* **Dataset records**
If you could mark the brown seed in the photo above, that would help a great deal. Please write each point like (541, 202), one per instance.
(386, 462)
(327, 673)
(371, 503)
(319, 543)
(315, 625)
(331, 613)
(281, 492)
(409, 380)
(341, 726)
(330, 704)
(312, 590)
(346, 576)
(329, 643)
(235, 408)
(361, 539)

* **Set task**
Edit the data above by replacing "brown seed" with "dark seed" and leave everything else unchanged.

* **Written response**
If you could mark the dark seed in the photo above, that would help a great deal. Please write each point like (541, 202), one per instance.
(386, 462)
(327, 673)
(371, 503)
(319, 543)
(315, 625)
(331, 613)
(281, 492)
(409, 380)
(341, 726)
(330, 704)
(312, 590)
(346, 576)
(329, 643)
(235, 408)
(361, 539)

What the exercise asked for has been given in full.